→ **Work to be completed**
Return the part of the hiring conversation transcript from "I mean, it feels" up to and including "maybe your why.", word for word.
--- BEGIN Document passage ---
I mean, it feels like you want to like the person, right, that you’re working with. So, they should be personable, right, and be able to hold a good conversation and really get even behind your mission and maybe your why.

Tricia Sciortino:

Yeah. And it’s like they say, you can teach a hard skill all day long. People can train themselves on hard skills. You can learn how to use the software. You can learn how to use an application or a tool. You can’t teach people culture and you can’t teach them character traits, or how people show up is how people show up.

Brooke Cecil:

Absolutely. And one thing that, as a millennial, I will say, dare I say, claim that I’m a millennial-

Lisa Zeeveld:

Are you throwing out age here? I don’t know that it’s like this.

Tricia Sciortino:

There’s no baby boomers on here, that I know.

Brooke Cecil:

But one thing I will say too, is that you often hear that people that are within the millennial age range, they want their role to matter. And they want it to be something far beyond just a nine to five job, which we saw many, many years ago. People just kind of going and punching a clock. They want their work to matter and give a purpose and have meaning in it.

Tricia Sciortino:

I love that. So that kind of leads to the next question. And how do we do that? Right. What are some key steps to improve the likelihood that as a hiring manager or business owner? What are some of the things you can do to ensure that the likelihood of hiring a great fit works? So I’d love to… I’d love you to share maybe some of the steps and tricks, you kind of walk through to make those great hires.
--- END Document passage ---
--- BEGIN Data section ---
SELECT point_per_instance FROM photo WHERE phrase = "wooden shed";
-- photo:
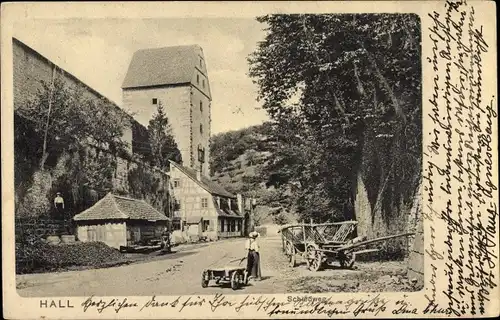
(120, 221)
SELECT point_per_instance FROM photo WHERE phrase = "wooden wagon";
(321, 244)
(236, 276)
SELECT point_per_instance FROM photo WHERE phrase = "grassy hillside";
(237, 162)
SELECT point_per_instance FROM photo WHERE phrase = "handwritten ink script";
(274, 307)
(459, 172)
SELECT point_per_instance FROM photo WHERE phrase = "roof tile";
(161, 66)
(113, 207)
(205, 183)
--- END Data section ---
→ **Written answer**
I mean, it feels like you want to like the person, right, that you’re working with. So, they should be personable, right, and be able to hold a good conversation and really get even behind your mission and maybe your why.